> [Problem description] Arrange the material as a Markdown table with the columns Row and Line, numbering each line of the material, starting with the line with "Tag the bicycle frame" and going on through the end of the material. Leave out blank lines.

> [Given data]
--- START ---
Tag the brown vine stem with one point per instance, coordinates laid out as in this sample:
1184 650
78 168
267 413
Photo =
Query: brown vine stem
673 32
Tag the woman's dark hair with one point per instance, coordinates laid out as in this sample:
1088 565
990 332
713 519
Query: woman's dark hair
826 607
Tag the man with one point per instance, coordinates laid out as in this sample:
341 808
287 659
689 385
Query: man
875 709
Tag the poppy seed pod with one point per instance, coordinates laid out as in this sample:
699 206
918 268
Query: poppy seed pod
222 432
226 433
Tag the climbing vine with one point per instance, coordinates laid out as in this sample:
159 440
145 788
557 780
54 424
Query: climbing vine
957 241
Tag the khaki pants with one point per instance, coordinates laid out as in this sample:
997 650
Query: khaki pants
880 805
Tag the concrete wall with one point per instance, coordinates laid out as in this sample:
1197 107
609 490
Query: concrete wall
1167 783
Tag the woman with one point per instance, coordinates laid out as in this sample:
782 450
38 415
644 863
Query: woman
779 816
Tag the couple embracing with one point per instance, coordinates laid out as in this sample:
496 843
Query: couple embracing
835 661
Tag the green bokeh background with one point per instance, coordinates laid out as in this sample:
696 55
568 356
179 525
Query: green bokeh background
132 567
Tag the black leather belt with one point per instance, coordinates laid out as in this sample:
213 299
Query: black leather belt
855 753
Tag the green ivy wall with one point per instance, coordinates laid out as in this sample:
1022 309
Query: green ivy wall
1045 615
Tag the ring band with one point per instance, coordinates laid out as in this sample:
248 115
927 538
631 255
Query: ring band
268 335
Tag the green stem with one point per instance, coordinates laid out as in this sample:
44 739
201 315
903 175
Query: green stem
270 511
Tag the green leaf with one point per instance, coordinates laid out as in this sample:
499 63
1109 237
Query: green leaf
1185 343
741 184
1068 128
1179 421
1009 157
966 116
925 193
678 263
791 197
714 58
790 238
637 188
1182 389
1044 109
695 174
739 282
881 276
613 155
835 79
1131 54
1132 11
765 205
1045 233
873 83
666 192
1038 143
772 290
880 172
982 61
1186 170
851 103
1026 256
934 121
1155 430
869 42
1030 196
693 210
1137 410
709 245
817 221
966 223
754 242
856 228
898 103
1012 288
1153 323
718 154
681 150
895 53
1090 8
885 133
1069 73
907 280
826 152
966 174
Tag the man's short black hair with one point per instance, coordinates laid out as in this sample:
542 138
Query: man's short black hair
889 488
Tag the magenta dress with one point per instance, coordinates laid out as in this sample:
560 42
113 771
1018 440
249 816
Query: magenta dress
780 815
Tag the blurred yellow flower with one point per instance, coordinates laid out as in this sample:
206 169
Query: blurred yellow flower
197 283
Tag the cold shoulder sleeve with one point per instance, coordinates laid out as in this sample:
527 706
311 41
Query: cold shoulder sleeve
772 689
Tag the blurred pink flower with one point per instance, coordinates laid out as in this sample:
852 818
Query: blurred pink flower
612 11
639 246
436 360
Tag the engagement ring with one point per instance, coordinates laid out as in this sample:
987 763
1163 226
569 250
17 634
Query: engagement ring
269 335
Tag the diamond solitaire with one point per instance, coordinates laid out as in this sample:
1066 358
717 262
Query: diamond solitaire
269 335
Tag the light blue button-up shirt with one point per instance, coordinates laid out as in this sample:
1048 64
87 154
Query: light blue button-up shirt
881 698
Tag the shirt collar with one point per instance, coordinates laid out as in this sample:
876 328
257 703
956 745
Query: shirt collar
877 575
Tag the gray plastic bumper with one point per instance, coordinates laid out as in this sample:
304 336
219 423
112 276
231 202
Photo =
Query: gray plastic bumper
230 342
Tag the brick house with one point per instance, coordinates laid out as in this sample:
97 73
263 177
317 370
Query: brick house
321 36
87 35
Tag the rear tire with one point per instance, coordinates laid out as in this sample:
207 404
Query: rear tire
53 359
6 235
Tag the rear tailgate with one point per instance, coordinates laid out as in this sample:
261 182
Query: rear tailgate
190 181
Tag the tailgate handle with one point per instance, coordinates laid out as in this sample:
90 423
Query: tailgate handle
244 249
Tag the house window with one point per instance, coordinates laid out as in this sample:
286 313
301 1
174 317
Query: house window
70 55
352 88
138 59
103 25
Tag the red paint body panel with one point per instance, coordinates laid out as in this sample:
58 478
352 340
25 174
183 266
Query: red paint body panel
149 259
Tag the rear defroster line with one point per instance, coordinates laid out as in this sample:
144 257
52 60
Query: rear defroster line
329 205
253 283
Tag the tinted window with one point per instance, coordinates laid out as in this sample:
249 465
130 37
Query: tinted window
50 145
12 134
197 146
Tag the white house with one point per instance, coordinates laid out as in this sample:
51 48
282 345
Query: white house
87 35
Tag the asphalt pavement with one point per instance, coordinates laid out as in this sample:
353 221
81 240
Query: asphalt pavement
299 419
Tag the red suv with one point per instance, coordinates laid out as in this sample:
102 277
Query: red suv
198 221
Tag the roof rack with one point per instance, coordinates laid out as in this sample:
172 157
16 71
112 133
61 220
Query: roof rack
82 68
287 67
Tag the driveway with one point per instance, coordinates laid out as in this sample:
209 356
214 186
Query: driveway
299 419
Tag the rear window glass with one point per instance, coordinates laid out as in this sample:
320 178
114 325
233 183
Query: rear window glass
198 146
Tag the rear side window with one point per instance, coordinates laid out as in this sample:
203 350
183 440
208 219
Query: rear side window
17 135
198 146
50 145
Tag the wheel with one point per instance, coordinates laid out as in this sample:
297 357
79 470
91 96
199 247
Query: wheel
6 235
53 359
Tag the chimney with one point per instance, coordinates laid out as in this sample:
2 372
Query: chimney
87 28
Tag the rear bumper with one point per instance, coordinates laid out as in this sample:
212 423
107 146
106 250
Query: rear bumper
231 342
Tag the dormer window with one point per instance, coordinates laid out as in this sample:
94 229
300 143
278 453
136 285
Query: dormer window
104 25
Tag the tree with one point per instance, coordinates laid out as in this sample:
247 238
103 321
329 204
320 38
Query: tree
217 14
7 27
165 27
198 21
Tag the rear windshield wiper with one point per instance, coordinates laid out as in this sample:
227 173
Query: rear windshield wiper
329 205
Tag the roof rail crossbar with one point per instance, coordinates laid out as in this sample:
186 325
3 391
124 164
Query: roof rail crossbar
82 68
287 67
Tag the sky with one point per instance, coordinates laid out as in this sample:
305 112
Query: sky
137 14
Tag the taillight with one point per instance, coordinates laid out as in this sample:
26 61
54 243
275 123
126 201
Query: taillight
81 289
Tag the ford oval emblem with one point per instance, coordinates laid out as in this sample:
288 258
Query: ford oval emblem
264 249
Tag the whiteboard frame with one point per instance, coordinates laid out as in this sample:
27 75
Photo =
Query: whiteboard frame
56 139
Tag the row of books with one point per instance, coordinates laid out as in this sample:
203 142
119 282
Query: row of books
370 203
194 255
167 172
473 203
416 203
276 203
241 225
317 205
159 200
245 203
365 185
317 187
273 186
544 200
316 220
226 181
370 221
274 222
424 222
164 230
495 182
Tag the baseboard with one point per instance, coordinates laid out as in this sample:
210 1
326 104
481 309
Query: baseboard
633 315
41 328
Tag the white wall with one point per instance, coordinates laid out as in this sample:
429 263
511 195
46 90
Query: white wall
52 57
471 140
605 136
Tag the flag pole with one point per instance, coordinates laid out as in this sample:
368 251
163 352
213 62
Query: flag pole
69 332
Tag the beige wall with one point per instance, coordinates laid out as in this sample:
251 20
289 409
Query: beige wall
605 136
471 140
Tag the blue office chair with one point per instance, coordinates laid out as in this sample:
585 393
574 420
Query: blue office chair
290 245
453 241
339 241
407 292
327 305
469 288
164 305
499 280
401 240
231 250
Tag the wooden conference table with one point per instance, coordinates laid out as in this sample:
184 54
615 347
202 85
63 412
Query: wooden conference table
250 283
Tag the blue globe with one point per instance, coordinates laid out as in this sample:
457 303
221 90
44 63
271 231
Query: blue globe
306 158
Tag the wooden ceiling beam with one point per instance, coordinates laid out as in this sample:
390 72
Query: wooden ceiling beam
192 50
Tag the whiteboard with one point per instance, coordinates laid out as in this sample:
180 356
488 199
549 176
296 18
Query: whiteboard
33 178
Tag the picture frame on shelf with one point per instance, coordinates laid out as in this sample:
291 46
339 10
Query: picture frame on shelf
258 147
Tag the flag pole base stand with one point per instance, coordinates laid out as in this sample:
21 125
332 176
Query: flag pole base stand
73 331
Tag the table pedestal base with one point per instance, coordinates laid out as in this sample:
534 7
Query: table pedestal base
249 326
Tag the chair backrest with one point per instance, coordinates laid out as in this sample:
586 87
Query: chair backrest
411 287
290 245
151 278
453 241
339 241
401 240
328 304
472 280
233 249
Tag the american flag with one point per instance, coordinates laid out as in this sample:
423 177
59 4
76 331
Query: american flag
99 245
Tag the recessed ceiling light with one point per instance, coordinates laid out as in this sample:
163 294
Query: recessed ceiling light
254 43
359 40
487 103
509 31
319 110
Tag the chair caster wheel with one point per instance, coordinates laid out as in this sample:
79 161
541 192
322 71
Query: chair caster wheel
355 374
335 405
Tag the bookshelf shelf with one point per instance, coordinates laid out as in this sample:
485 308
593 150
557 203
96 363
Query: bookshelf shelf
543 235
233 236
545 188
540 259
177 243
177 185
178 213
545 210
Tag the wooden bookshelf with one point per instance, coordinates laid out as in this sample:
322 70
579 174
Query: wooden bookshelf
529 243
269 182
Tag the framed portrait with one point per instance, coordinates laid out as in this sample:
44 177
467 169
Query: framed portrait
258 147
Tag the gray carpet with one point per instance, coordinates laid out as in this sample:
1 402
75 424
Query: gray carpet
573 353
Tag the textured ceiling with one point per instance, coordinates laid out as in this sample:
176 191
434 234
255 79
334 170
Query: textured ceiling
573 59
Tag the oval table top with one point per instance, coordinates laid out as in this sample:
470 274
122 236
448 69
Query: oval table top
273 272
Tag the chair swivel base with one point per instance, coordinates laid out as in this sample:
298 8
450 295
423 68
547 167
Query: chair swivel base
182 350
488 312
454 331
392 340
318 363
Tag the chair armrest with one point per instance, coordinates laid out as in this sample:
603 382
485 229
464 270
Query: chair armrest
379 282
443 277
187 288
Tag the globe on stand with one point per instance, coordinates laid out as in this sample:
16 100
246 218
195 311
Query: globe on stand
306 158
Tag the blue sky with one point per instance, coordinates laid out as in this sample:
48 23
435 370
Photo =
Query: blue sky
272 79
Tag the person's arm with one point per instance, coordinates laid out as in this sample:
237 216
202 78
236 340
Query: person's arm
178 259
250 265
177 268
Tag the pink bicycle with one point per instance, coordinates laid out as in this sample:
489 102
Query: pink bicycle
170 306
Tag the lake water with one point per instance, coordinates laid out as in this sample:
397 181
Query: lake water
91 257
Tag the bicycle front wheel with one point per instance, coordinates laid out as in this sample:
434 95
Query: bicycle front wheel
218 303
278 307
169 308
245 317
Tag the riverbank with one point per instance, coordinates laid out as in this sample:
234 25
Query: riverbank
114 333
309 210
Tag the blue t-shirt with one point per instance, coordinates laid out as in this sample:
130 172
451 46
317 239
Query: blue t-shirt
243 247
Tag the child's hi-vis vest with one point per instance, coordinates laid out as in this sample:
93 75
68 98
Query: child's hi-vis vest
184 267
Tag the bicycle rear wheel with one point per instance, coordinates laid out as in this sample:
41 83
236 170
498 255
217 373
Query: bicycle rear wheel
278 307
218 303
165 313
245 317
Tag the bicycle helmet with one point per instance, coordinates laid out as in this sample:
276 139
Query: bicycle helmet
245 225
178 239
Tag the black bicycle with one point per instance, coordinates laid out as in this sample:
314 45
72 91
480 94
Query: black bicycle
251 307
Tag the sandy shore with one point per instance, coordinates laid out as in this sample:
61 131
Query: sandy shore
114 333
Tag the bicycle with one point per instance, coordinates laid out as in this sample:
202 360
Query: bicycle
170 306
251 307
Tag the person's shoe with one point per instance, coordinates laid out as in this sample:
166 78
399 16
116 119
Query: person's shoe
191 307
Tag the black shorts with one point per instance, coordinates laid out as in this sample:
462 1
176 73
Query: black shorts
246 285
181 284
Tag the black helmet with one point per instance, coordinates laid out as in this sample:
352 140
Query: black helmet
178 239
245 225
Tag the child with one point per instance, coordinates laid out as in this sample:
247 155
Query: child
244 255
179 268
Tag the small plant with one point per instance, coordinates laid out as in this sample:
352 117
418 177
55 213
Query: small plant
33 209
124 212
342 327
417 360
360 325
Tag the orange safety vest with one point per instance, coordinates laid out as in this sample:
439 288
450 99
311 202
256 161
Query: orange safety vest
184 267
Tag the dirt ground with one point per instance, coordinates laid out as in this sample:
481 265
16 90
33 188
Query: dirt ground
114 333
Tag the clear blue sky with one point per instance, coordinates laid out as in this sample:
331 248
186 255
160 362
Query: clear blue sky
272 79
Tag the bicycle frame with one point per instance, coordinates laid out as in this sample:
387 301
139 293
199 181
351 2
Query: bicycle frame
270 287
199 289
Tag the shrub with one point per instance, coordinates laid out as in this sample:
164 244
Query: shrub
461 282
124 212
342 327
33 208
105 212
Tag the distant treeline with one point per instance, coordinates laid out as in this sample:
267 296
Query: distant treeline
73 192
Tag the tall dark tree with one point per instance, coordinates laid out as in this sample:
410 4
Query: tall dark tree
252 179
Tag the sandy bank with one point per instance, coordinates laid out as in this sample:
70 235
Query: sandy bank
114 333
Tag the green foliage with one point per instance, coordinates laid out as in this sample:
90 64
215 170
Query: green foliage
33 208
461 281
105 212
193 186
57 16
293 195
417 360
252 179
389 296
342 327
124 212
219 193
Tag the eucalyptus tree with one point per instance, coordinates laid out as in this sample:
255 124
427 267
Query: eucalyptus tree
--- END ---
> [Expected answer]
| Row | Line |
|---|---|
| 1 | Tag the bicycle frame with one point per instance, coordinates laid out as in this sample: |
| 2 | 387 301 |
| 3 | 139 293 |
| 4 | 199 181 |
| 5 | 351 2 |
| 6 | Query: bicycle frame |
| 7 | 270 287 |
| 8 | 199 289 |
| 9 | Tag the shrub with one point per instance, coordinates laid out as in this sample: |
| 10 | 164 244 |
| 11 | Query: shrub |
| 12 | 461 282 |
| 13 | 124 212 |
| 14 | 342 327 |
| 15 | 33 208 |
| 16 | 105 212 |
| 17 | Tag the distant treeline with one point per instance, coordinates laid out as in this sample: |
| 18 | 267 296 |
| 19 | Query: distant treeline |
| 20 | 73 192 |
| 21 | Tag the tall dark tree with one point per instance, coordinates laid out as in this sample: |
| 22 | 410 4 |
| 23 | Query: tall dark tree |
| 24 | 252 179 |
| 25 | Tag the sandy bank with one point per instance, coordinates laid out as in this sample: |
| 26 | 70 235 |
| 27 | Query: sandy bank |
| 28 | 114 333 |
| 29 | Tag the green foliage with one point per instance, coordinates laid out as in this sample: |
| 30 | 90 64 |
| 31 | 215 170 |
| 32 | Query: green foliage |
| 33 | 33 208 |
| 34 | 461 281 |
| 35 | 105 212 |
| 36 | 193 186 |
| 37 | 57 16 |
| 38 | 293 195 |
| 39 | 417 360 |
| 40 | 252 179 |
| 41 | 389 296 |
| 42 | 342 327 |
| 43 | 124 212 |
| 44 | 219 193 |
| 45 | Tag the eucalyptus tree with one point per instance, coordinates laid out as in this sample: |
| 46 | 255 124 |
| 47 | 427 267 |
| 48 | Query: eucalyptus tree |